* _TEXTO DEL DOCUMENTO_:
Hablemos de la historia de una familia que vive en una mansión campestre, de sus momentos de gloria y de decadencia a través del tiempo. No se trata de Downton Abbey, pero de alguna manera, y al estilo argentino, recuerda a la serie inglesa que fue furor durante seis temporadas. Hagamos memoria, los protagonistas de la serie son los Crawley, dueños de un imponente castillo y sus empleados domésticos; y la suya una historia que abarca desde los prolegómenos de la Primera Guerra Mundial hasta 1925.
Curiosamente, algunas de las novelas y de los cuentos de Jorge Torres Zavaleta transcurren en las mismas décadas y están inspirados en la historia de un ámbito rural, una estancia comparable a una mansión campestre, conectada a su vez con Inglaterra desde el siglo XIX, que recibe la visita del Príncipe de Gales, futuro Eduardo VIII, en 1925; y del príncipe Felipe de Edinburgo, consorte de la actual reina, en 1962.
Se trata de un lugar que Torres Zavaleta conoce muy bien, porque la estancia que lo inspiró perteneció a su familia desde 1836, fue recreada y modernizada por su bisabuelo. Y porque él mismo pasó sus vacaciones de infancia en un entorno que lo marcó de tal manera que decidió escribir algunos de sus libros de ficción sobre la base de sus recuerdos e historia conectadas. Pero Jorge no se queda fuera de la historia, lo reconocemos en el personaje de Martín, protagonista de la novela El verano del sol quieto y de varios de sus cuentos. Martín es una suerte de alter ego suyo a través del cual ficcionaliza historias de esa novela y del libro El borde peligroso y otros cuentos. Como escritor, Jorge tuvo la suerte, en sus inicios, de contar con el aprecio literario de Silvina Ocampo, que lo recomendó a su propio editor para que publicara su primer libro. También recuerda una conversación con Victoria Ocampo, mientras paseaban.
-Yo era muy joven -comenta Jorge-”Victoria me decía “chico”, seguramente le intrigaba que me gustara la literatura, en esa época yo jugaba al polo, con los caballos de mi padre, que era un gran criador, y a la vez leía mucho. Tenía un aspecto entre atlético y juvenil que quizás no le disgustaba del todo a Victoria, sólo ahora reparo en eso. Como te decía, estábamos en el campo Victoria me preguntó, mientras caminábamos, ¿quién irá a escribir sobre este lugar tan único? Ella imaginaba un Proust o un Tolstoi argentinos… Esa frase flotó en mi mente durante años”.
Entre la historia, la ensoñación y el recuerdo, idealizando algunos aspectos, y sin excluir una mirada punzante y crítica, Jorge Torres Zavaleta escribe sobre el campo, sobre un argentino del siglo XIX que, educado en universidades inglesas fue uno de los primeros criadores de sangre pura, y que quiso reivindicar el prestigio de los caballos argentinos.

* _MATERIAL PRESENTADO_:
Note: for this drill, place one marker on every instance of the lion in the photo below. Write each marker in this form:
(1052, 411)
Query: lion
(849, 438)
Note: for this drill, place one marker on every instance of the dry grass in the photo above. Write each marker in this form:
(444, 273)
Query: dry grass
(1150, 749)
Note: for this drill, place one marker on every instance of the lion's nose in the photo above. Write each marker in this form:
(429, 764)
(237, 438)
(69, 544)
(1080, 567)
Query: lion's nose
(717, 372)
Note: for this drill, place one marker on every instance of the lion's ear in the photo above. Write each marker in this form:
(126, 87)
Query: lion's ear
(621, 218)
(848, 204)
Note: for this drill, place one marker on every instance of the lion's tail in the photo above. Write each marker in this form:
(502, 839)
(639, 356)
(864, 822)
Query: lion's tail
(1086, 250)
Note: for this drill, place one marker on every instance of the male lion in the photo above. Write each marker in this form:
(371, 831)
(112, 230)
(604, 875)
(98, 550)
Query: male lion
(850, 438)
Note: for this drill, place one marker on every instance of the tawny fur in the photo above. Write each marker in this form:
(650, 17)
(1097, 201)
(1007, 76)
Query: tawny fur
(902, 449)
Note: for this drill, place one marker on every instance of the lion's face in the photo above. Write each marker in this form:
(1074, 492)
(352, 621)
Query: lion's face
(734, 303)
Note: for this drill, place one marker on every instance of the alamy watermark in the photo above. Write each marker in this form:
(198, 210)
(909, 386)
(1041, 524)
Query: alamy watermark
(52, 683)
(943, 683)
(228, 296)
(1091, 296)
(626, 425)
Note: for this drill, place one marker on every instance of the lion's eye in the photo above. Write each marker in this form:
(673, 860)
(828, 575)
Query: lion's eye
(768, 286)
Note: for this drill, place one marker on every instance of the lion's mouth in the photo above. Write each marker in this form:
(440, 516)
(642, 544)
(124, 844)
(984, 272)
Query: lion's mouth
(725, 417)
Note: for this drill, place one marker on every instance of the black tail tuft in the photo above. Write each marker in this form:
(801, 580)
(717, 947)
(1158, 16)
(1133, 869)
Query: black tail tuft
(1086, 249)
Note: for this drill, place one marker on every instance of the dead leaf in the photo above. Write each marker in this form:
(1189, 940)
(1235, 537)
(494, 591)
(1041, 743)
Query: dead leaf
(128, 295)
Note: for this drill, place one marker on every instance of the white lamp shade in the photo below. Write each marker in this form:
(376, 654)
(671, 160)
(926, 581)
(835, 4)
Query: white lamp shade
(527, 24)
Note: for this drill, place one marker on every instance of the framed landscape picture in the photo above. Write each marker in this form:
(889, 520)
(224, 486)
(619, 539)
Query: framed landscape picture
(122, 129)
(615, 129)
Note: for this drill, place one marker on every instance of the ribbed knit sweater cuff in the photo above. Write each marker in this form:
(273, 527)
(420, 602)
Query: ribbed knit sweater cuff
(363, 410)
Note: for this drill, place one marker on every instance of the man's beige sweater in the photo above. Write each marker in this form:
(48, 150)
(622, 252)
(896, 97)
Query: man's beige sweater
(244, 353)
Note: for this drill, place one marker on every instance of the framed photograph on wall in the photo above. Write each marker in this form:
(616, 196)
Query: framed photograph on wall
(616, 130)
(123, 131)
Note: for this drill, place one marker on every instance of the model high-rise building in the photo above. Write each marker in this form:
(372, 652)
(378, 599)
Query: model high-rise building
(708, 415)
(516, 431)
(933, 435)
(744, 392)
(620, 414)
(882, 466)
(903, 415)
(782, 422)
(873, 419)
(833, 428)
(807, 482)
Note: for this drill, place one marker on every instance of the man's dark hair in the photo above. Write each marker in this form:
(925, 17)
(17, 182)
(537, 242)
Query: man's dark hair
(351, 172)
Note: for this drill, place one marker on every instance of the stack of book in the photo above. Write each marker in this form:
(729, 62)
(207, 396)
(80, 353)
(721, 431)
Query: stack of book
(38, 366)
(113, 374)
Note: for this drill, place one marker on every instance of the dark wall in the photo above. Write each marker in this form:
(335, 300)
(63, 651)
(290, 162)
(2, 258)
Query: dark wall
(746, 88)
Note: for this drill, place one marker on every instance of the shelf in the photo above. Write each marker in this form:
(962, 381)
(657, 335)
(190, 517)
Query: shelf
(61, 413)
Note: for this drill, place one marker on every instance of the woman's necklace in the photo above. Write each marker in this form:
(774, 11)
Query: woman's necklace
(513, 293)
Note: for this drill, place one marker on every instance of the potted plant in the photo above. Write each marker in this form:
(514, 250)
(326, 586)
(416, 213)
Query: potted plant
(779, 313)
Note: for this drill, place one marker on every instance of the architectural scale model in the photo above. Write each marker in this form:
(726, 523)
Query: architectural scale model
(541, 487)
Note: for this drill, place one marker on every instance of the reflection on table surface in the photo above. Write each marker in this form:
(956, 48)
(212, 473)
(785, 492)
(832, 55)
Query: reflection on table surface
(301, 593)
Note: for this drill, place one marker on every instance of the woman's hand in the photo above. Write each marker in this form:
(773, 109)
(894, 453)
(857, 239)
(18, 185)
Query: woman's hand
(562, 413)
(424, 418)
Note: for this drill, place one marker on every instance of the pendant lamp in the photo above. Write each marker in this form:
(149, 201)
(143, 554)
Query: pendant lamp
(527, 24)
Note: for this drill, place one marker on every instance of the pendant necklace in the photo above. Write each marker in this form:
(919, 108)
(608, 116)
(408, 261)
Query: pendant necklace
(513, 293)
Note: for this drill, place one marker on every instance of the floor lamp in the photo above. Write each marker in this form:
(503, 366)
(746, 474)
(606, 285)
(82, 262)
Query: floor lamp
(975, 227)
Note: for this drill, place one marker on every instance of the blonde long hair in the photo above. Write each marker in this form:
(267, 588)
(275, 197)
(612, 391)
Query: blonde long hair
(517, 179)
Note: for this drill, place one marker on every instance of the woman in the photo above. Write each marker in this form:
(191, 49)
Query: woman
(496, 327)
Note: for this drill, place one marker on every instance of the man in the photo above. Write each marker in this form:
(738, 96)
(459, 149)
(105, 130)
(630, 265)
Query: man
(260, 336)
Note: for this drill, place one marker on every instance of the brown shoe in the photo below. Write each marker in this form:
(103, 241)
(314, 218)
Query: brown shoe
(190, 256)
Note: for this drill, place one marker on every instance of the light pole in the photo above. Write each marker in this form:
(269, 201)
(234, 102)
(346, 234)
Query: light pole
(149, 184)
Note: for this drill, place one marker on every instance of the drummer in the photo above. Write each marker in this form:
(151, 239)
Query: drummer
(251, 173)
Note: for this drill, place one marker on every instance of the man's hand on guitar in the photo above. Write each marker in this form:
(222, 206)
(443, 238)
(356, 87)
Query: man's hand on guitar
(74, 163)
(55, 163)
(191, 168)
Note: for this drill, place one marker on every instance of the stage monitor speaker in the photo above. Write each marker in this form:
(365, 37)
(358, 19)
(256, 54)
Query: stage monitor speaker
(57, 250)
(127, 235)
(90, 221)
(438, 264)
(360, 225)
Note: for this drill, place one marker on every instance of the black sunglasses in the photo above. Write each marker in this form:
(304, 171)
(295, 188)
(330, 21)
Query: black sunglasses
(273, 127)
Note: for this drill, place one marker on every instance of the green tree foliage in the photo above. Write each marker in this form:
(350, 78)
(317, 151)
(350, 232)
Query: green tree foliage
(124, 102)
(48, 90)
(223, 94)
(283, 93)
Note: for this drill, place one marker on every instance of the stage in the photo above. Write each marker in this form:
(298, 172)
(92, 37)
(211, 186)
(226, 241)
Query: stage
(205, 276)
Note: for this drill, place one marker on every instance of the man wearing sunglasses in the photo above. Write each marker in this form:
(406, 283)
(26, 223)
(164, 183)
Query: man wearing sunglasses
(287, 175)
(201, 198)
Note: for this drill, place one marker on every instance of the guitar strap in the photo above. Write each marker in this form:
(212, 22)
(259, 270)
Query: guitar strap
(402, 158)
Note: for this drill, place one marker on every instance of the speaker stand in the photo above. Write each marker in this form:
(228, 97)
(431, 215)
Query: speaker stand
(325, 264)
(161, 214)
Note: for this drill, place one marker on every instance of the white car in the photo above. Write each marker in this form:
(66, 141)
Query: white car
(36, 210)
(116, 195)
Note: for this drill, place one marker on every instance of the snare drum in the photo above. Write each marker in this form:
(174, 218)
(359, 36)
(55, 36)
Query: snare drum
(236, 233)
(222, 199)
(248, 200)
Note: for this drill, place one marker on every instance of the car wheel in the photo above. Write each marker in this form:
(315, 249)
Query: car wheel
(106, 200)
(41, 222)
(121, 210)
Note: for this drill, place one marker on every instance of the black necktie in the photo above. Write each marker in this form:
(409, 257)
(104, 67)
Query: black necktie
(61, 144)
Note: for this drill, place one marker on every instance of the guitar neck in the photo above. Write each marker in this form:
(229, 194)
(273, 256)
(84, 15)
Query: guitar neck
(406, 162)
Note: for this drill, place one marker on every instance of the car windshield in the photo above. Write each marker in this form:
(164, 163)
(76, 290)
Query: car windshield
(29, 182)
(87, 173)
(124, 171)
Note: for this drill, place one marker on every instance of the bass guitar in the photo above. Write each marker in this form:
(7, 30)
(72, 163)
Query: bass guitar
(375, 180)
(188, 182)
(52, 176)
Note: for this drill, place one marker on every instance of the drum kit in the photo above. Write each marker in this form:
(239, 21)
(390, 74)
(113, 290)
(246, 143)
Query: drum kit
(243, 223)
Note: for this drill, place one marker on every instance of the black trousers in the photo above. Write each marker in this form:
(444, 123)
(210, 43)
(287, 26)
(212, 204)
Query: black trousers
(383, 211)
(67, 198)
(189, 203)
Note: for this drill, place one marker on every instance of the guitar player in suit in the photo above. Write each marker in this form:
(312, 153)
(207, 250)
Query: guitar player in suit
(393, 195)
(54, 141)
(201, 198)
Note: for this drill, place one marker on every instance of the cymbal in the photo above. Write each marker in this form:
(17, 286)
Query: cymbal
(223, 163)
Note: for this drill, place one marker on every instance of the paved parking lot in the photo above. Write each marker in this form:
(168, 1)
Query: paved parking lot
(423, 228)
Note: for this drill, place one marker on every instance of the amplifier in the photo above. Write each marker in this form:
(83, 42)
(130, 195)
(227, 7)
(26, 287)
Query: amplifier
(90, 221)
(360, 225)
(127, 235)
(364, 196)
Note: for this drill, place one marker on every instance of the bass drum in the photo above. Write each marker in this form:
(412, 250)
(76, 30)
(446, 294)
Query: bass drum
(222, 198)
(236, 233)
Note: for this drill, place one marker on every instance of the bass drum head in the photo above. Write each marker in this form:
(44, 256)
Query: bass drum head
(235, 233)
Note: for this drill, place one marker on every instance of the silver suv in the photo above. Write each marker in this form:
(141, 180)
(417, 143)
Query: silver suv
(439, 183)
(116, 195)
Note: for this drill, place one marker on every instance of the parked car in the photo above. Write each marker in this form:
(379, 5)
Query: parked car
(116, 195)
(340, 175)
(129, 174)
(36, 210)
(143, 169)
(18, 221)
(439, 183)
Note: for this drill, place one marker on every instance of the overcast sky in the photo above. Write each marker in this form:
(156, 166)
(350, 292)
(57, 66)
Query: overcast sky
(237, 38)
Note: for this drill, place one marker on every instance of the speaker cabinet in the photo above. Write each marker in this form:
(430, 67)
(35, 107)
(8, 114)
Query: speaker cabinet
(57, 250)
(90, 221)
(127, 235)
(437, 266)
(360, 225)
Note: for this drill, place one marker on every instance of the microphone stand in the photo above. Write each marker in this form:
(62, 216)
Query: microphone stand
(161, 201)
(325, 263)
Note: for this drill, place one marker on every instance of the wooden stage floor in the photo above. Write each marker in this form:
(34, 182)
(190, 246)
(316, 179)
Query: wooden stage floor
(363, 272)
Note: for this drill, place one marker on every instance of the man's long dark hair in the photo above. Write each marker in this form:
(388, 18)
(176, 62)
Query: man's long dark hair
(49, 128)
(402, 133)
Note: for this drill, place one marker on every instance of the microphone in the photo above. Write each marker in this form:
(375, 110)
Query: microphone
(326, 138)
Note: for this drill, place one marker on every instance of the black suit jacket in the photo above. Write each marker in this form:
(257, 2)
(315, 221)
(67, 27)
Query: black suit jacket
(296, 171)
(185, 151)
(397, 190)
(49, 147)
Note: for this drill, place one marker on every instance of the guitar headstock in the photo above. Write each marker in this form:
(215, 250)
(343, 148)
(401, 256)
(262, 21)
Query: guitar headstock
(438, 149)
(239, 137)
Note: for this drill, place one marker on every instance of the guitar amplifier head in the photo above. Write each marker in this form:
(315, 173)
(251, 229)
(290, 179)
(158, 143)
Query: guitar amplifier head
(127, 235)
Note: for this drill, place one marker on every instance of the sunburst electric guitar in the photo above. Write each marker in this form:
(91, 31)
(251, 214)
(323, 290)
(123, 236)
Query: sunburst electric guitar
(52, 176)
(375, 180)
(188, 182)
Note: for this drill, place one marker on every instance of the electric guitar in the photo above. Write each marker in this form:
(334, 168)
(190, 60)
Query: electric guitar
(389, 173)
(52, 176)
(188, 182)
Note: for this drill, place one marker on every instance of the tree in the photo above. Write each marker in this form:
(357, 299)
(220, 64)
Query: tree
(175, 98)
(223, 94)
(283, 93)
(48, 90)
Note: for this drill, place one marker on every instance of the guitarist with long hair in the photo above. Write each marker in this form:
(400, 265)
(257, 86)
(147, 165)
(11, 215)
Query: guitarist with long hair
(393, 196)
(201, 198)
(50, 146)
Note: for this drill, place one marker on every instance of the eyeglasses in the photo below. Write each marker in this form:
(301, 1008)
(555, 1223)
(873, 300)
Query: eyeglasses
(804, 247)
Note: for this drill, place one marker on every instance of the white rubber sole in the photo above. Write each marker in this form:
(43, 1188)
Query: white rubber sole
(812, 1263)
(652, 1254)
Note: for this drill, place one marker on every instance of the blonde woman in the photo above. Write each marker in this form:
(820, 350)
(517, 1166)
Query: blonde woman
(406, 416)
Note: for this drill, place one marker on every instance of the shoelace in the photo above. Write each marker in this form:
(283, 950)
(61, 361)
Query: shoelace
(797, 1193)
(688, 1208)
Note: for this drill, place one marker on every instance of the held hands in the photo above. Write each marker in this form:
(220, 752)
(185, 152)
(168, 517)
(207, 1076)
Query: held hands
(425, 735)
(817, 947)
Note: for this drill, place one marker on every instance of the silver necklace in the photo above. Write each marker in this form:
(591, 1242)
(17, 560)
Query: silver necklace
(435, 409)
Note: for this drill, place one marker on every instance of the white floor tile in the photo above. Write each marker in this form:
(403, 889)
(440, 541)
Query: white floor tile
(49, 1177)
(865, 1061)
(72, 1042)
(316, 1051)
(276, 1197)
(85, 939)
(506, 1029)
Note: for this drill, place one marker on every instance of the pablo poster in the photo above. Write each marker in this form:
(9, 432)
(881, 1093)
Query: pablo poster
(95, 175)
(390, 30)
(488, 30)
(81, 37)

* _EJERCICIO PROPUESTO_: Cita textualmente el pasaje del texto sobre Jorge Torres Zavaleta que se abre con las palabras "Curiosamente, algunas de" y se cierra con "reina, en 1962.".

* _RESPUESTA_:
Curiosamente, algunas de las novelas y de los cuentos de Jorge Torres Zavaleta transcurren en las mismas décadas y están inspirados en la historia de un ámbito rural, una estancia comparable a una mansión campestre, conectada a su vez con Inglaterra desde el siglo XIX, que recibe la visita del Príncipe de Gales, futuro Eduardo VIII, en 1925; y del príncipe Felipe de Edinburgo, consorte de la actual reina, en 1962.